### YOUR GOAL
Please copy everything in the records below, from the line containing "of the orange" down to the end of the records, keeping each line unchanged.

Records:
- - - - -

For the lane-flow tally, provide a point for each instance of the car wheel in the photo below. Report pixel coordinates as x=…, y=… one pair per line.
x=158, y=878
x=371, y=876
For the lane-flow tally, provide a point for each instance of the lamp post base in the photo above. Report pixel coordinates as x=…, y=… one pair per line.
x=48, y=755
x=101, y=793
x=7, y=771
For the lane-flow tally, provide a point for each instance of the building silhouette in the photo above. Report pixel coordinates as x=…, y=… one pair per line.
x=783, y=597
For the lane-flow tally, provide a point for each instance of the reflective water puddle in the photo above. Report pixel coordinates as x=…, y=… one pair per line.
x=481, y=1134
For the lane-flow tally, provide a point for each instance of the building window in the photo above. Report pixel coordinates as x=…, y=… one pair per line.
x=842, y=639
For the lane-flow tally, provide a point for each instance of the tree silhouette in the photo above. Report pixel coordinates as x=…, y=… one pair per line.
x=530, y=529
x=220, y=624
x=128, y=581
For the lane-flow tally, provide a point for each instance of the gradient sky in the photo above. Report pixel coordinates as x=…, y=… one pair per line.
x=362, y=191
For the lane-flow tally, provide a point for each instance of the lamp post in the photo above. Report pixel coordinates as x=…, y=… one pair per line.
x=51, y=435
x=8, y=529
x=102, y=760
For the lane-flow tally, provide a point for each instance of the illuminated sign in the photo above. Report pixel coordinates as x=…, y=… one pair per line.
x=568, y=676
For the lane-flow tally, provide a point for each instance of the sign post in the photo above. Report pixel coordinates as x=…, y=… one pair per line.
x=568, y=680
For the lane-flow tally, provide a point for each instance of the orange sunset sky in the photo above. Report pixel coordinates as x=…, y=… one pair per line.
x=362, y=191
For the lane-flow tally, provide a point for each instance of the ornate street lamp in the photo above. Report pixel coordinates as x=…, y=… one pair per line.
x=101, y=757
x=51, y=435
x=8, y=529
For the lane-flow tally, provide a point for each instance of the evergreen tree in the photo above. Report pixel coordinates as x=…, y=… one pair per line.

- - - - -

### PROBLEM SOLUTION
For the lane-flow tally, provide a point for each instance of the orange sunset sky in the photo above. Report pixel coordinates as x=…, y=… one pair per line.
x=362, y=191
For the lane-flow tally, provide a point for each instance of the ornate street lamp in the photo above. Report pixel coordinates as x=…, y=… one pair per line.
x=101, y=757
x=51, y=435
x=8, y=529
For the lane-flow tally, provide a point for each instance of the evergreen tree in the photo above. Report pixel coordinates as x=…, y=… one pair per line.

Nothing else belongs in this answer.